* [Records for the task]:
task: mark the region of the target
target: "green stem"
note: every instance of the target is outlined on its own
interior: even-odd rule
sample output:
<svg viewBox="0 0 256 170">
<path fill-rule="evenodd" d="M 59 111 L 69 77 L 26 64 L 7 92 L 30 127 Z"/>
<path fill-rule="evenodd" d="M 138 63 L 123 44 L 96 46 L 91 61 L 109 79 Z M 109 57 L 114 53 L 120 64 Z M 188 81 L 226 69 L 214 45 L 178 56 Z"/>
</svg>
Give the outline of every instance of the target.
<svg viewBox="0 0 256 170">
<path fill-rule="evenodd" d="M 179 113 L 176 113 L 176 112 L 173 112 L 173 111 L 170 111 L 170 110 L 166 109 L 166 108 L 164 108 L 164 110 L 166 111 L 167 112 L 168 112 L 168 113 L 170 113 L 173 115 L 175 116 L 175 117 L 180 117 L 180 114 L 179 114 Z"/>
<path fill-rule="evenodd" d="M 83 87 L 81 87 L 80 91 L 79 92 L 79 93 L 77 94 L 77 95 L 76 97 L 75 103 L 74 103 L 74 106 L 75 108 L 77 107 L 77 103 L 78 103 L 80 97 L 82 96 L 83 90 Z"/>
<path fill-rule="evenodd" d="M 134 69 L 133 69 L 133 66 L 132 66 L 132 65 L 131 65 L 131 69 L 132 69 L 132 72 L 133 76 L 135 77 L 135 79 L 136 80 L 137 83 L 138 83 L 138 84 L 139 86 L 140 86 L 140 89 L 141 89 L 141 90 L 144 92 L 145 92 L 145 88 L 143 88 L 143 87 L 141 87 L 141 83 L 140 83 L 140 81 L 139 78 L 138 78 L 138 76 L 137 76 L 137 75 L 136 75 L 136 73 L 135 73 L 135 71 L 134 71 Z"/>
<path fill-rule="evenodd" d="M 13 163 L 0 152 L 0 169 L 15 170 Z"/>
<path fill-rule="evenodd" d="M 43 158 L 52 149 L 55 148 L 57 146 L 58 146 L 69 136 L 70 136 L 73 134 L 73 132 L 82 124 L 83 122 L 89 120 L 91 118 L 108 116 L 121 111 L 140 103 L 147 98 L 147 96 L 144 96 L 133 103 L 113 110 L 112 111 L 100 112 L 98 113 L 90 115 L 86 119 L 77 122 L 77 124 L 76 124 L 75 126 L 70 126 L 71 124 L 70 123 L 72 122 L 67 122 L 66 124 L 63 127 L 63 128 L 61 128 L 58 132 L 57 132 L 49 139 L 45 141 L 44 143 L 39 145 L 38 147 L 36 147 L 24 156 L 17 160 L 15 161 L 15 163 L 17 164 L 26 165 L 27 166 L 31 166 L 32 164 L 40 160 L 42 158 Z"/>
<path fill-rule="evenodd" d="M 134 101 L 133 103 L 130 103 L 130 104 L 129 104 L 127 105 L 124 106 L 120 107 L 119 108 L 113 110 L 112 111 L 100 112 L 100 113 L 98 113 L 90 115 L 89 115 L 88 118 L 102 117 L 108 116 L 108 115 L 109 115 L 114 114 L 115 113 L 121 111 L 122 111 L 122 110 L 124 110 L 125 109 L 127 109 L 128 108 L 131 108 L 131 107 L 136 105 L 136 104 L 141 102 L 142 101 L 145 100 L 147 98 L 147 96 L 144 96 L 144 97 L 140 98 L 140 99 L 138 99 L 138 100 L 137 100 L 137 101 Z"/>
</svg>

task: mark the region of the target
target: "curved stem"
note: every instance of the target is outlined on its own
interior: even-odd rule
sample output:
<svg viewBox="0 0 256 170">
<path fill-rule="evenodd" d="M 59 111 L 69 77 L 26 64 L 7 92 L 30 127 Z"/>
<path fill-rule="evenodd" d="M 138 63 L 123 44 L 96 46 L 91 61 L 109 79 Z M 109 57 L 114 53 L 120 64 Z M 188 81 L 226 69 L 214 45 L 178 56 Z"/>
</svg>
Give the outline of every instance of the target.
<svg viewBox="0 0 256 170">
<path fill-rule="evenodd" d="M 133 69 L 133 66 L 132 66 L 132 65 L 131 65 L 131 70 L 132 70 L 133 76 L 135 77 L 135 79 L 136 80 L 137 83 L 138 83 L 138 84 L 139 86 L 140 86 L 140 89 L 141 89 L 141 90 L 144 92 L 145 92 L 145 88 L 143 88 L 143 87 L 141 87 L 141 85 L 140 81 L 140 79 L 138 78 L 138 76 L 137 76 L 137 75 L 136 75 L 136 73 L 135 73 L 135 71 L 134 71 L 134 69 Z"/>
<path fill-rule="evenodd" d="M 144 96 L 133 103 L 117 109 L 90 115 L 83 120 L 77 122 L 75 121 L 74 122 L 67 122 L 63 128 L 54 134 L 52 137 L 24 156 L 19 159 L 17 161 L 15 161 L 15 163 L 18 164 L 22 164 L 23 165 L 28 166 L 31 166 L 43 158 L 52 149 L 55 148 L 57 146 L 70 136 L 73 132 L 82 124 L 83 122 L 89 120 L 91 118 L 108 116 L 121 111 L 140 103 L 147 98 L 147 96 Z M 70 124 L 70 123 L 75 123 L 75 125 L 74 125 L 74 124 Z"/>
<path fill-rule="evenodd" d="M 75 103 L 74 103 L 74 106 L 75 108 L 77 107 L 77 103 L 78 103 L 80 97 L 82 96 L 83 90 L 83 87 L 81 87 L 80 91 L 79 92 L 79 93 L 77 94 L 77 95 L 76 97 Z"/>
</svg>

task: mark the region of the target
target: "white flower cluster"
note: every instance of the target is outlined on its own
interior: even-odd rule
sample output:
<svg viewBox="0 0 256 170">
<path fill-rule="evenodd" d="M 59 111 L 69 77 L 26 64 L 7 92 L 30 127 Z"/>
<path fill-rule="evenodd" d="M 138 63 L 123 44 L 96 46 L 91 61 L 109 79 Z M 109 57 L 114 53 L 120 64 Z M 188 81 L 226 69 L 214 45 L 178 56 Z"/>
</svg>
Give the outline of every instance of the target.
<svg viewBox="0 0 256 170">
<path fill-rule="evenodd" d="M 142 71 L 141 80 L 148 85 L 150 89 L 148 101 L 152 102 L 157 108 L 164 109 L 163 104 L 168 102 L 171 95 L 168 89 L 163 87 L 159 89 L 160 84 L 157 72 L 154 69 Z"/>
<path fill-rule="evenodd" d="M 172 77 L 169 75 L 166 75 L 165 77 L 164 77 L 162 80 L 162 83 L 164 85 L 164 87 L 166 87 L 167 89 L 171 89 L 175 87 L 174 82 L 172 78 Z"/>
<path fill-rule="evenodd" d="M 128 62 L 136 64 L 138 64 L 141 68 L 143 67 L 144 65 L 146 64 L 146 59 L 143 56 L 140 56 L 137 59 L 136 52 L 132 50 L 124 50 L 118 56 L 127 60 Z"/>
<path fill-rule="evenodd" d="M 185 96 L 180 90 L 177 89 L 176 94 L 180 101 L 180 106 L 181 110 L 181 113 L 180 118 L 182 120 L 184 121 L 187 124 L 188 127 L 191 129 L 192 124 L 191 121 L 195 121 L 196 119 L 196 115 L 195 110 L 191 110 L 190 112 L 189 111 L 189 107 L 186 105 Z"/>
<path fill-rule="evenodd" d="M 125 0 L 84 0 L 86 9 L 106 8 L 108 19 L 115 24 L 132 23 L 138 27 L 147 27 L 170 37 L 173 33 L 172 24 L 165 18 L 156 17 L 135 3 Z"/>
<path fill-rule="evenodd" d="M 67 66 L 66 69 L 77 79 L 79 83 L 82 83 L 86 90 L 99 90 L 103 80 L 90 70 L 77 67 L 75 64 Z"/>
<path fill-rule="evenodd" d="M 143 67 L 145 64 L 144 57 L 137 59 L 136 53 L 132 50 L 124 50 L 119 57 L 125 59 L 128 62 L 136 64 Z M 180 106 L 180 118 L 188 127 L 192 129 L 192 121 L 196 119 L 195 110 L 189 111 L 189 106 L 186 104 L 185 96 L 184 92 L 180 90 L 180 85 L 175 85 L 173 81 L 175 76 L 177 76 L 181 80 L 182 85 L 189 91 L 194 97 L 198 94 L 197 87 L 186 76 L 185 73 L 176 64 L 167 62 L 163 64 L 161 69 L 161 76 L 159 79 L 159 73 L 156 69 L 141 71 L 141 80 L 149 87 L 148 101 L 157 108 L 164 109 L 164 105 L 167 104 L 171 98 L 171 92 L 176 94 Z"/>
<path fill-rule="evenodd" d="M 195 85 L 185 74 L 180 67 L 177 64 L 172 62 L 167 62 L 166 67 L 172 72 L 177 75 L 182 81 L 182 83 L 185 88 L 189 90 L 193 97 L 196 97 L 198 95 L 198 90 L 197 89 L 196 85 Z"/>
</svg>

* [Aim of the task]: Rewrite the lines above, starting at the beginning of the entries and ending at the line that contains "163 L 0 152", switching "green stem" to "red leaf" and leaving everything else unchanged.

* [Solution]:
task: mark the region of the target
target: "red leaf"
note: every instance of the target is outlined on its own
interior: even-odd rule
sample output:
<svg viewBox="0 0 256 170">
<path fill-rule="evenodd" d="M 59 111 L 69 77 L 26 64 L 7 92 L 30 127 Z"/>
<path fill-rule="evenodd" d="M 138 63 L 123 44 L 96 46 L 91 61 L 109 79 Z M 109 57 L 114 53 L 120 64 Z M 188 81 L 226 69 L 214 45 L 178 56 Z"/>
</svg>
Give the outline of every instance of the target.
<svg viewBox="0 0 256 170">
<path fill-rule="evenodd" d="M 179 113 L 176 113 L 176 112 L 173 112 L 173 111 L 170 111 L 170 110 L 166 109 L 166 108 L 164 108 L 164 110 L 166 111 L 167 112 L 168 112 L 168 113 L 170 113 L 173 115 L 175 116 L 175 117 L 180 117 L 180 114 L 179 114 Z"/>
<path fill-rule="evenodd" d="M 83 87 L 81 87 L 80 91 L 79 92 L 79 93 L 77 94 L 77 95 L 76 97 L 75 103 L 74 103 L 74 106 L 75 108 L 77 107 L 77 103 L 78 103 L 80 97 L 82 96 L 83 90 Z"/>
<path fill-rule="evenodd" d="M 134 69 L 133 69 L 133 66 L 132 66 L 132 65 L 131 65 L 131 69 L 132 69 L 132 72 L 133 76 L 135 77 L 135 79 L 136 80 L 137 83 L 138 83 L 138 84 L 139 86 L 140 86 L 140 89 L 141 89 L 141 90 L 144 92 L 145 92 L 145 88 L 143 88 L 143 87 L 141 87 L 141 83 L 140 83 L 140 81 L 139 78 L 138 78 L 138 76 L 137 76 L 137 75 L 136 75 L 136 73 L 135 73 L 135 71 L 134 71 Z"/>
<path fill-rule="evenodd" d="M 13 163 L 0 152 L 0 169 L 15 170 Z"/>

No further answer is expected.